## STORED DATA
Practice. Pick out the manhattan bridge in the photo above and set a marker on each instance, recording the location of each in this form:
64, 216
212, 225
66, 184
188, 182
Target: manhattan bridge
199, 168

## YOUR OBJECTIVE
Rewrite every one of the entries above in full, requests included, raising each coordinate in the answers by 133. Leave all other numbers as they are.

## FULL SOLUTION
Practice. Pick out the manhattan bridge in the photo above and set a marker on each instance, recording the location of each in this form:
64, 216
212, 225
66, 184
188, 182
Target: manhattan bridge
332, 301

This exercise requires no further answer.